Stored records —
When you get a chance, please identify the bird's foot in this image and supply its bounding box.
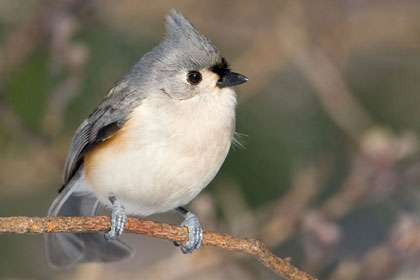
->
[105,196,127,241]
[174,208,203,254]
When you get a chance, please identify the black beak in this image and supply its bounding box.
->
[217,71,248,88]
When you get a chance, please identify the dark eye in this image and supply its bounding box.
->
[187,71,201,85]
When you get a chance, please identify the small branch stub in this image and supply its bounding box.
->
[0,216,316,280]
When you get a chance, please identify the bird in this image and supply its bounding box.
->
[45,10,248,268]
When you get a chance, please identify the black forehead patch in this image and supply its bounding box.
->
[210,57,230,78]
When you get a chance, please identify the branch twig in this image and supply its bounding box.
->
[0,216,315,280]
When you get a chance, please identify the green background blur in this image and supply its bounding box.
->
[0,0,420,280]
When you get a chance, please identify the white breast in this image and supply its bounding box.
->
[85,89,236,216]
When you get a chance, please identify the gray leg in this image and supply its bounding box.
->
[174,207,203,254]
[105,196,127,241]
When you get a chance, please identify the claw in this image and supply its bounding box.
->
[105,196,127,241]
[175,212,203,254]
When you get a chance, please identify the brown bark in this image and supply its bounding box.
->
[0,216,315,280]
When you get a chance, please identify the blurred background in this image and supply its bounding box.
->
[0,0,420,280]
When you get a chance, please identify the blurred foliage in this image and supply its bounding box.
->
[0,0,420,280]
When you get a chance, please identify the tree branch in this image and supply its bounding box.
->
[0,216,315,280]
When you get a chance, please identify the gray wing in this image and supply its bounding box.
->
[60,79,144,186]
[44,166,133,268]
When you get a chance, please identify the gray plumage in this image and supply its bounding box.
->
[64,10,222,184]
[45,11,246,267]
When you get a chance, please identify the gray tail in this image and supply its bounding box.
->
[44,166,133,268]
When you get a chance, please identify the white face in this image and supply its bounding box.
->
[162,69,221,100]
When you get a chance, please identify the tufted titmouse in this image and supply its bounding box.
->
[45,11,247,267]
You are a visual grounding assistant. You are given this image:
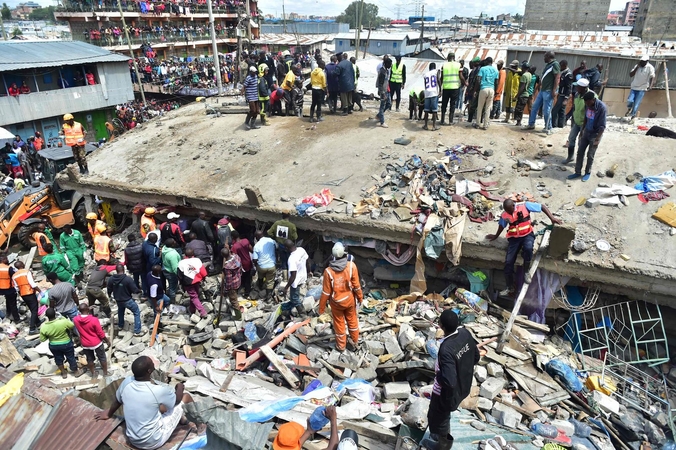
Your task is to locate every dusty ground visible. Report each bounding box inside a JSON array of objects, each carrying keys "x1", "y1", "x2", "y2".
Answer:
[{"x1": 66, "y1": 102, "x2": 676, "y2": 301}]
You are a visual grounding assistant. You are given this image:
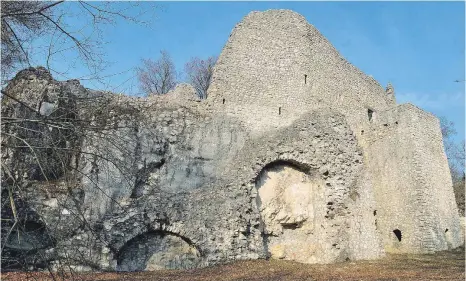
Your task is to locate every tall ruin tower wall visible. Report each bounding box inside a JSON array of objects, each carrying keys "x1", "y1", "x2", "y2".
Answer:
[
  {"x1": 208, "y1": 10, "x2": 392, "y2": 135},
  {"x1": 207, "y1": 10, "x2": 463, "y2": 252},
  {"x1": 366, "y1": 104, "x2": 464, "y2": 253}
]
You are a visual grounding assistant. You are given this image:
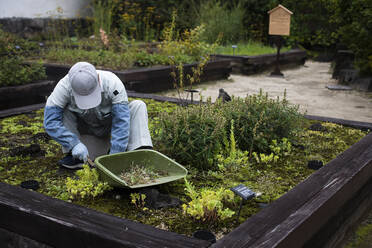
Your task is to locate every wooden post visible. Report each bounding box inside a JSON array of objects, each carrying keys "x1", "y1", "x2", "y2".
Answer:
[{"x1": 268, "y1": 4, "x2": 293, "y2": 77}]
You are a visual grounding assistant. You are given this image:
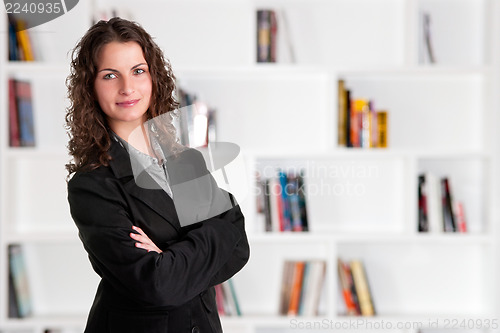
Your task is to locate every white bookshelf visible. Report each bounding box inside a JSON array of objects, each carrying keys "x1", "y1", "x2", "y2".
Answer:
[{"x1": 0, "y1": 0, "x2": 500, "y2": 333}]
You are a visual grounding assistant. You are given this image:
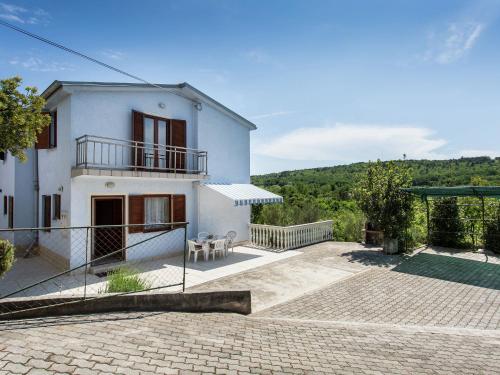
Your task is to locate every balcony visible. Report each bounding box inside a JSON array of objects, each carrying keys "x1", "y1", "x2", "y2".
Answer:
[{"x1": 72, "y1": 135, "x2": 207, "y2": 180}]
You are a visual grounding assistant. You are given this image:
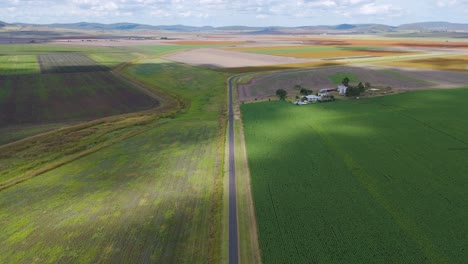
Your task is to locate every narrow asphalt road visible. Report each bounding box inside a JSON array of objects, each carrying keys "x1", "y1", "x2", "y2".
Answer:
[{"x1": 228, "y1": 77, "x2": 239, "y2": 264}]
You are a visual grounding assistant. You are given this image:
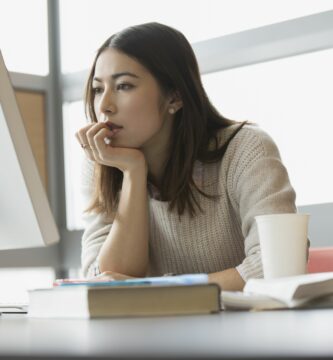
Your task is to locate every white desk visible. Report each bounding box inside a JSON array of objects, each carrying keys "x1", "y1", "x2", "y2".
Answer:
[{"x1": 0, "y1": 309, "x2": 333, "y2": 359}]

Problem details — Please turn the material above into a JSON list of strings, one string per line with blank lines left out, covering all of it. Leave the pictures out of the answer.

Expected answer —
[
  "When you get a chance, please identify the bird's foot in this image and supply its bounding box.",
  "->",
  "[105,196,127,241]",
  "[174,208,203,254]",
  "When you get a chance, please identify the black beak in this image and supply its bounding box.",
  "->",
  "[217,71,248,88]",
  "When you get a chance, please identify the dark eye in this image and supply its bounding box.",
  "->",
  "[187,71,201,85]",
  "When you get a chance, please identify the small branch stub in this image and supply its bounding box.",
  "->",
  "[0,216,316,280]",
  "When you get a chance, please identify the bird in this image and supply its bounding box.",
  "->",
  "[45,10,248,268]",
  "When you get a chance, please identify the black forehead patch in this image and supply its bounding box.",
  "->",
  "[210,57,230,78]",
  "When you get a chance, please identify the branch twig in this image and supply its bounding box.",
  "->",
  "[0,216,315,280]",
  "When you get a chance, please identify the green background blur in this image and supply its bounding box.",
  "->",
  "[0,0,420,280]",
  "When you get a chance, please identify the white breast in this image and supply its bounding box.",
  "->",
  "[85,89,236,216]",
  "When you get a chance, please identify the gray leg in this image and supply its bounding box.",
  "->",
  "[174,207,203,254]",
  "[105,196,127,241]",
  "When you get a chance, please identify the claw in this image and supply its bounding box.",
  "->",
  "[105,196,127,241]",
  "[175,212,203,254]",
  "When you get a chance, please identify the brown bark in this image and supply its bounding box.",
  "->",
  "[0,216,315,280]",
  "When you get a chance, please identify the blurred background in this image and supply its bounding box.",
  "->",
  "[0,0,420,280]",
  "When you get a chance, please identify the blurred foliage in this image and supply its bounding box.",
  "->",
  "[0,0,420,280]",
  "When you get a chance, please identify the tree branch in this image and supply its bounding box.",
  "->",
  "[0,216,315,280]",
  "When you get a chance, please identify the gray wing in this image and supply its bounding box.",
  "->",
  "[60,79,144,186]",
  "[44,166,133,268]",
  "When you get a chance, please identify the gray plumage in this image and supply its bounding box.",
  "->",
  "[64,10,222,184]",
  "[45,11,246,267]",
  "When you get a chance, please identify the gray tail in this image and supply its bounding box.",
  "->",
  "[44,166,133,268]",
  "When you get a chance, please identify the white face in this image and supply its bounding box.",
  "->",
  "[162,69,221,100]",
  "When you get a chance, please identify the tufted titmouse in this image and supply its bounding box.",
  "->",
  "[45,11,247,267]",
  "You are a visual grounding assistant. You are given this image:",
  "Your task is to locate every dusty ground visible. Report each bounding box inside a JSON array of objects, each carrying keys \"x1\", \"y1\", \"x2\", \"y2\".",
  "Answer:",
  "[{\"x1\": 66, \"y1\": 102, \"x2\": 676, \"y2\": 301}]",
  "You are a visual grounding assistant. You are given this image:",
  "Your task is to locate every tall ruin tower wall visible. Report each bounding box inside a JSON array of objects, each carrying keys \"x1\", \"y1\", \"x2\", \"y2\".",
  "Answer:",
  "[",
  "  {\"x1\": 208, \"y1\": 10, \"x2\": 392, \"y2\": 135},",
  "  {\"x1\": 207, \"y1\": 10, \"x2\": 463, \"y2\": 252},",
  "  {\"x1\": 366, \"y1\": 104, \"x2\": 464, \"y2\": 253}",
  "]",
  "You are a visual grounding assistant. You are given this image:",
  "Your task is to locate every wooden post visible. Report each bounding box inside a JSON array of objects, each carrying keys \"x1\", \"y1\", \"x2\", \"y2\".",
  "Answer:",
  "[{\"x1\": 268, \"y1\": 4, \"x2\": 293, \"y2\": 77}]",
  "You are a visual grounding assistant. You are given this image:",
  "Your task is to locate every white bookshelf visible. Report each bounding box inside a JSON array of objects, each carrying keys \"x1\", \"y1\", \"x2\", \"y2\".",
  "Answer:",
  "[{\"x1\": 0, \"y1\": 0, \"x2\": 500, \"y2\": 333}]",
  "You are a visual grounding assistant. You are given this image:",
  "Your task is to locate every balcony visible. Report each bounding box inside a JSON array of objects, each carrying keys \"x1\", \"y1\", \"x2\", \"y2\".",
  "Answer:",
  "[{\"x1\": 72, \"y1\": 135, \"x2\": 207, \"y2\": 180}]",
  "You are a visual grounding assistant. You are given this image:",
  "Your task is to locate every narrow asphalt road visible. Report each bounding box inside a JSON array of objects, each carrying keys \"x1\", \"y1\", \"x2\", \"y2\".",
  "Answer:",
  "[{\"x1\": 228, \"y1\": 77, \"x2\": 239, \"y2\": 264}]",
  "You are a visual grounding assistant. You are given this image:",
  "Your task is to locate every white desk visible. Report each bounding box inside a JSON array of objects, each carrying keys \"x1\", \"y1\", \"x2\", \"y2\".",
  "Answer:",
  "[{\"x1\": 0, \"y1\": 309, \"x2\": 333, \"y2\": 359}]"
]